- **Listed entries**
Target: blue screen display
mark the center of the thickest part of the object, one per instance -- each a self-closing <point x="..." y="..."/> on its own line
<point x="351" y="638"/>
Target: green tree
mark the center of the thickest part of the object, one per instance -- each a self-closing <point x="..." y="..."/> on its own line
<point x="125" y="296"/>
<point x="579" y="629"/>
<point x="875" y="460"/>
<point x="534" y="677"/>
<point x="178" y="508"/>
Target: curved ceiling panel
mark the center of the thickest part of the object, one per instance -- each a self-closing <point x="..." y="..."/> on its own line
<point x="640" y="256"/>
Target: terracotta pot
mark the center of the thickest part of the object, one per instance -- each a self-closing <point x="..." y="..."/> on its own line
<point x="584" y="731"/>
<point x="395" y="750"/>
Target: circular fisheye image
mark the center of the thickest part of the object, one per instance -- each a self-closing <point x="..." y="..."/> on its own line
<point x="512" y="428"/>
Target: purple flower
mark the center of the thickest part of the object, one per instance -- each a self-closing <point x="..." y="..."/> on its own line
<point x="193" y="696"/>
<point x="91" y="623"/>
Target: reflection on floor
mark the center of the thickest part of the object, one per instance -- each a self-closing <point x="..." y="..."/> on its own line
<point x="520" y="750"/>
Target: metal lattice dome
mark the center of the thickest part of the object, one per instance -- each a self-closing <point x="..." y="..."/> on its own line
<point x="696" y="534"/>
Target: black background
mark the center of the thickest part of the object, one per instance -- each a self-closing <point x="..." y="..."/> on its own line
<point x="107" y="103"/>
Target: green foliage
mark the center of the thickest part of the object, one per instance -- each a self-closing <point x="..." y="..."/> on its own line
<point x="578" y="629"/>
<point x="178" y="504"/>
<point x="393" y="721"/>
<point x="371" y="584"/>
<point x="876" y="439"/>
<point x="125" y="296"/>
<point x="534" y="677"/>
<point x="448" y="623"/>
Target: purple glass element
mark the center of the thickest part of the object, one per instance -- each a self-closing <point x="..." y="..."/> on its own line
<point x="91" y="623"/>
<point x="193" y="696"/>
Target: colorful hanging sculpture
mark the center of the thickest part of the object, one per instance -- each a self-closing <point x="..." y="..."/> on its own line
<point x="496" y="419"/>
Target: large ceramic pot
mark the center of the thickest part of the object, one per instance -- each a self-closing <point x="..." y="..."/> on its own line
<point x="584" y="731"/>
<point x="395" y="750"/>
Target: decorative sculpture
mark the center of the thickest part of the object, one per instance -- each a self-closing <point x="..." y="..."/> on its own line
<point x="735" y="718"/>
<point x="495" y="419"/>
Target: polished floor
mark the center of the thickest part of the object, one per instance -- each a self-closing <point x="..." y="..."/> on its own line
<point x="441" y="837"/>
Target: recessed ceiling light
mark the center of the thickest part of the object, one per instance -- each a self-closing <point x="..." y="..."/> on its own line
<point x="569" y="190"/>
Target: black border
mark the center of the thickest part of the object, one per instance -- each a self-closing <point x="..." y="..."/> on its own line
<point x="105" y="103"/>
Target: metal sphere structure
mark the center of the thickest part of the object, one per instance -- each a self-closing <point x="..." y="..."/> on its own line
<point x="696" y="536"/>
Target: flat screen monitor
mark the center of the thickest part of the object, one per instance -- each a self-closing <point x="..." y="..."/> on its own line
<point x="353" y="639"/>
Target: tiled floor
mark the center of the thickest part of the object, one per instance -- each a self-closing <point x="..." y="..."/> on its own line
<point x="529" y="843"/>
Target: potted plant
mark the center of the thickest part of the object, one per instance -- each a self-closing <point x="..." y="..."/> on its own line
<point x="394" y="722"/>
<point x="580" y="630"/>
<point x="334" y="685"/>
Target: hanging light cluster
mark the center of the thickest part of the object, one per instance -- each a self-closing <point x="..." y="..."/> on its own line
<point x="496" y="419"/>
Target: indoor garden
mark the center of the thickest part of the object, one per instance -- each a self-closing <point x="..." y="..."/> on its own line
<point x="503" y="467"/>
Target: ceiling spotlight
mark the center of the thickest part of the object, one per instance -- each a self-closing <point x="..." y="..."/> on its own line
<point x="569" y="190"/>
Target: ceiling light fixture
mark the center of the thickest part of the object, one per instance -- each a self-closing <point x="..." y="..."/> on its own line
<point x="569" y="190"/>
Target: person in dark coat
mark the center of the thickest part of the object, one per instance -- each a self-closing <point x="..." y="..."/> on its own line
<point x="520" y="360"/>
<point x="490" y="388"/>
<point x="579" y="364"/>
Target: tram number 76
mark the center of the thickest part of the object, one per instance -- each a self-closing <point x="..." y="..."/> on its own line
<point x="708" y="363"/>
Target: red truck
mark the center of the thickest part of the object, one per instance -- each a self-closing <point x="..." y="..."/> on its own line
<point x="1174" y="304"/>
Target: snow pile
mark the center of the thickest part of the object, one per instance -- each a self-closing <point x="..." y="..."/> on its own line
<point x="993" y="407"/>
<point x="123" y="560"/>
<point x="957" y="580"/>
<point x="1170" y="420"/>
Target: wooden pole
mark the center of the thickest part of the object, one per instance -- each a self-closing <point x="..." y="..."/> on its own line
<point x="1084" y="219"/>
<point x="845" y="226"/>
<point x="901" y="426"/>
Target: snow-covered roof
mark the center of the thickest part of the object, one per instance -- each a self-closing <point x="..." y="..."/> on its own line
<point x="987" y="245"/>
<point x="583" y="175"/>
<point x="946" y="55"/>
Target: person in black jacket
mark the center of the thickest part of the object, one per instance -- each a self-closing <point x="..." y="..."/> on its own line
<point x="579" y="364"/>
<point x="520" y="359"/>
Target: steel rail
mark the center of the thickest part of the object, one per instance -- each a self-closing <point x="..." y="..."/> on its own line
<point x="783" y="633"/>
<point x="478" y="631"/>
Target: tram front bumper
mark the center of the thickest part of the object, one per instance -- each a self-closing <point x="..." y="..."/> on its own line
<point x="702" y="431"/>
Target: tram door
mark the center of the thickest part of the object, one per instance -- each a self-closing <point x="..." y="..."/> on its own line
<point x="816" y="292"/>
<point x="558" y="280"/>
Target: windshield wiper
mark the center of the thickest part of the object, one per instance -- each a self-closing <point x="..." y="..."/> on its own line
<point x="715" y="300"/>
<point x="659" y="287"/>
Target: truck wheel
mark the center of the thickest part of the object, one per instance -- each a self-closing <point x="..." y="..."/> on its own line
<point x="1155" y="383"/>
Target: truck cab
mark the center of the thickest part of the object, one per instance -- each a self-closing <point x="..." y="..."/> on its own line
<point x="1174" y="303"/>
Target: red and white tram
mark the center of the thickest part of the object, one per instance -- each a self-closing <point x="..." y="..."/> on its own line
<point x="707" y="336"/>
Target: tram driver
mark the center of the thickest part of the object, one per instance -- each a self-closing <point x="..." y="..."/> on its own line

- **Exercise directions**
Copy the entries above exactly, so that each line matches the original.

- **Answer below**
Target: blue screen display
mark the center of the thickest part of the object, one per instance -- each a self-closing <point x="..." y="..."/> on its own line
<point x="351" y="638"/>
Target: green tree
mark the center of the thickest part of the object, one per instance -- each a self-closing <point x="..." y="..."/> on its own line
<point x="125" y="296"/>
<point x="579" y="629"/>
<point x="875" y="460"/>
<point x="534" y="677"/>
<point x="178" y="508"/>
Target: curved ceiling panel
mark the center of the thickest part of the object, one per instance -- each a self-closing <point x="..." y="..."/> on its own line
<point x="640" y="256"/>
Target: terracotta pot
mark the center of the thickest part of the object, one per instance -- each a self-closing <point x="..." y="..."/> on its own line
<point x="584" y="731"/>
<point x="395" y="750"/>
Target: circular fisheye image
mark the center of the thickest part of the object, one per instance -- each a self-closing <point x="..." y="..."/> on its own line
<point x="512" y="428"/>
Target: purple flower
mark the center of the thickest part of the object, one per instance -- each a self-closing <point x="..." y="..."/> on its own line
<point x="193" y="696"/>
<point x="91" y="623"/>
Target: reflection on floor
mark the center of the thickest part of the object, one per instance -- each a self-closing <point x="..." y="..."/> on its own line
<point x="520" y="750"/>
Target: metal lattice dome
mark the center of the thickest part of the object, one per instance -- each a self-closing <point x="..." y="..."/> on its own line
<point x="696" y="534"/>
Target: black background
mark the center of the thickest part of the object, one per instance -- each a self-closing <point x="..." y="..."/> on its own line
<point x="107" y="103"/>
Target: green foliage
mark the center of the thickest part of the object, one per instance -- each a self-closing <point x="..." y="..."/> on its own line
<point x="578" y="629"/>
<point x="178" y="504"/>
<point x="393" y="721"/>
<point x="371" y="584"/>
<point x="876" y="439"/>
<point x="125" y="296"/>
<point x="534" y="677"/>
<point x="448" y="623"/>
Target: purple glass element
mark the center of the thickest part of the object, one per instance -- each a self-closing <point x="..." y="..."/> on its own line
<point x="91" y="623"/>
<point x="193" y="696"/>
Target: colorful hanging sculpture
mark the center of the thickest part of the object, one per instance -- each a self-closing <point x="..." y="..."/> on its own line
<point x="496" y="419"/>
Target: large ceramic pot
mark the center of the thickest part of the object, one per instance -- each a self-closing <point x="..." y="..."/> on its own line
<point x="584" y="731"/>
<point x="395" y="750"/>
Target: decorative sculpture
mark the center of the thickest part of the object, one per instance -- each a self-closing <point x="..." y="..."/> on its own line
<point x="735" y="718"/>
<point x="495" y="419"/>
Target: polished floor
mark the center of the thickest part of the object, one per instance -- each a self-closing <point x="..." y="..."/> on its own line
<point x="441" y="837"/>
Target: recessed ceiling light
mark the center of the thickest part of the object, one per instance -- each a self-closing <point x="..." y="..."/> on its own line
<point x="569" y="190"/>
Target: black border
mark the center of the thickest part of the object, one per instance -- each a self-closing <point x="..." y="..."/> on its own line
<point x="105" y="103"/>
Target: metal sphere structure
mark the center of the thickest part of the object, one per instance -- each a self-closing <point x="..." y="..."/> on its own line
<point x="696" y="536"/>
Target: flat screen monitor
mark the center of the thickest part of the object, one per instance -- each a self-closing <point x="..." y="..."/> on its own line
<point x="353" y="639"/>
Target: tiled floor
mark the center of the thickest part of the object, one per instance -- each a self-closing <point x="..." y="..."/> on its own line
<point x="529" y="843"/>
Target: potted plant
mark the center of the thickest part of the object, one per instance -- each a self-closing <point x="..." y="..."/> on its own line
<point x="394" y="722"/>
<point x="580" y="630"/>
<point x="334" y="685"/>
Target: hanging light cluster
mark the center of the thickest part of the object, one per instance -- each a self-closing <point x="..." y="..."/> on its own line
<point x="496" y="419"/>
Target: indoor garden
mark the center of the thickest part of the object, one per instance -- each a self-closing <point x="..." y="..."/> on its own line
<point x="503" y="467"/>
Target: ceiling spotlight
mark the center of the thickest part of the object, one per instance -- each a self-closing <point x="..." y="..."/> on its own line
<point x="569" y="190"/>
Target: ceiling light fixture
mark the center of the thickest part of the object, one per instance -- each a self-closing <point x="..." y="..."/> on its own line
<point x="569" y="190"/>
Target: person in dark coat
mark the center of the thickest part of the object, one per instance -- each a self-closing <point x="..." y="..."/> on its own line
<point x="520" y="360"/>
<point x="490" y="388"/>
<point x="579" y="364"/>
Target: tram number 76
mark the center of the thickest part of the object, one per instance -- each a self-closing <point x="..." y="..."/> on its own line
<point x="708" y="363"/>
Target: red truck
mark the center of the thickest part of the object, one per instance -- each a self-closing <point x="..." y="..."/> on its own line
<point x="1174" y="304"/>
Target: snow pile
mark the center of the thickest part of the object, one per instance -- each a self-closing <point x="..." y="..."/> on its own line
<point x="993" y="407"/>
<point x="123" y="560"/>
<point x="957" y="580"/>
<point x="1170" y="420"/>
Target: wooden pole
mark the center of the thickest part of the object, one per instance -- each a self-closing <point x="..." y="..."/> on its own line
<point x="1084" y="219"/>
<point x="845" y="226"/>
<point x="901" y="426"/>
Target: snow-covered roof
mark the center of the thickest part of the object, one per instance -- each a self-closing <point x="..." y="..."/> on its own line
<point x="987" y="245"/>
<point x="583" y="175"/>
<point x="946" y="55"/>
Target: person in black jacket
mark the center of the thickest part of the object, one per instance -- each a self-closing <point x="..." y="..."/> on its own line
<point x="579" y="364"/>
<point x="520" y="359"/>
Target: steel rail
mark the center of the thickest part of the object, one per instance -- each a self-closing <point x="..." y="..."/> on its own line
<point x="783" y="633"/>
<point x="478" y="631"/>
Target: tram front bumper
mark the center of the thickest part of the object, one per instance -- each a self-closing <point x="..." y="..."/> on its own line
<point x="702" y="431"/>
Target: tram door
mark the center of the thickest part of the object, one per instance -- each a self-closing <point x="..." y="..."/> on its own line
<point x="816" y="292"/>
<point x="558" y="280"/>
Target: windshield wiper
mark the center of the thickest part of the object, one per instance -- each a self-closing <point x="..." y="..."/> on its own line
<point x="715" y="300"/>
<point x="659" y="287"/>
Target: truck wheel
mark the center of the thickest part of the object, one per instance -- each a self-closing <point x="..." y="..."/> on its own line
<point x="1155" y="383"/>
Target: truck cab
mark the center of the thickest part of the object, one per instance -- each a self-closing <point x="..." y="..."/> on its own line
<point x="1174" y="303"/>
Target: red and white tram
mark the center of the thickest part of the object, one per instance -- each a self-closing <point x="..." y="..."/> on its own line
<point x="707" y="336"/>
Target: tram driver
mark the center of the thickest part of the object, one per instance -- each a self-closing <point x="..." y="..."/> on its own line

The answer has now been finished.